§ **Text segment**
******************************
Purpose: To evaluate the effect of automated tube voltage selection (ATVS) on radiation dose at computed tomography (CT) worldwide encompassing all body regions and types of CT examinations.
Materials and methods: No patient information was accessed; therefore, institutional review board approval was not sought. Data from 86 centers across the world were analyzed. All CT interactions were automatically collected and transmitted to the CT vendor during two 6-week periods immediately before and 2 weeks after implementation of ATVS. A total of 164 323 unique CT studies were analyzed. Studies were categorized by body region and type of examination. Tube voltage and volume CT dose index (CTDIvol) were compared between examinations performed with ATVS and those performed before ATVS implementation. Descriptive statistical methods and multilevel linear regression models were used for analysis.
******************************
§ **Data segment**
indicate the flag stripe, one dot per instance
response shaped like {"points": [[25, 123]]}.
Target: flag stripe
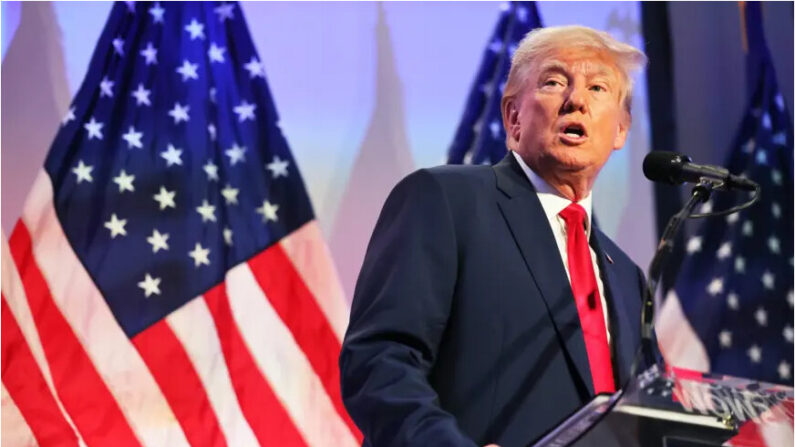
{"points": [[80, 387], [25, 384], [75, 296], [263, 410], [296, 307], [193, 326], [174, 373], [283, 363], [311, 258]]}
******************************
§ **Required actions**
A - For the abstract on automated tube voltage selection, say whether each statement agrees with it, answering yes or no and quoting the deciding words: (i) The analysis drew on data from 86 centers worldwide. (ii) Institutional review board approval was obtained for the study. (iii) Data were gathered over two 6-week periods.
B - Write what comes next in the abstract on automated tube voltage selection, starting after its last sentence.
The data have no connection to the abstract on automated tube voltage selection.

§ **Responses to the exercise**
A -
(i) Yes: "Data from 86 centers across the world were analyzed."
(ii) No: "institutional review board approval was not sought."
(iii) Yes: "during two 6-week periods immediately before and 2 weeks after implementation of ATVS."

B -
Results: Across all types of CT examinations and body regions, CTDIvol was 14.7% lower in examinations performed with ATVS (n = 30 313) than in those performed before ATVS implementation (n = 79 275). Relative reductions in mean CTDIvol were most notable for temporal bone CT (-56.1%), peripheral runoff CT angiography (-48.6%), CT of the paranasal sinus (-39.6%), cerebral or carotid CT angiography (-36.4%), coronary CT angiography (-25.1%), and head CT (-23.9%). An increase in mean CTDIvol was observed for renal stone protocols (26.2%) and thoracic or lumbar spine examinations (6.6%). In the multilevel model with fixed effects ATVS and examination type, and the interaction of these variables and the random effect country, a significant influence on CTDIvol for all fixed efects was revealed (ATVS, P = .0031; examination type, P < .0001; interaction term, P < .0001).
Conclusion: ATVS significantly reduces radiation dose across most, but not all, body regions and types of CT examinations.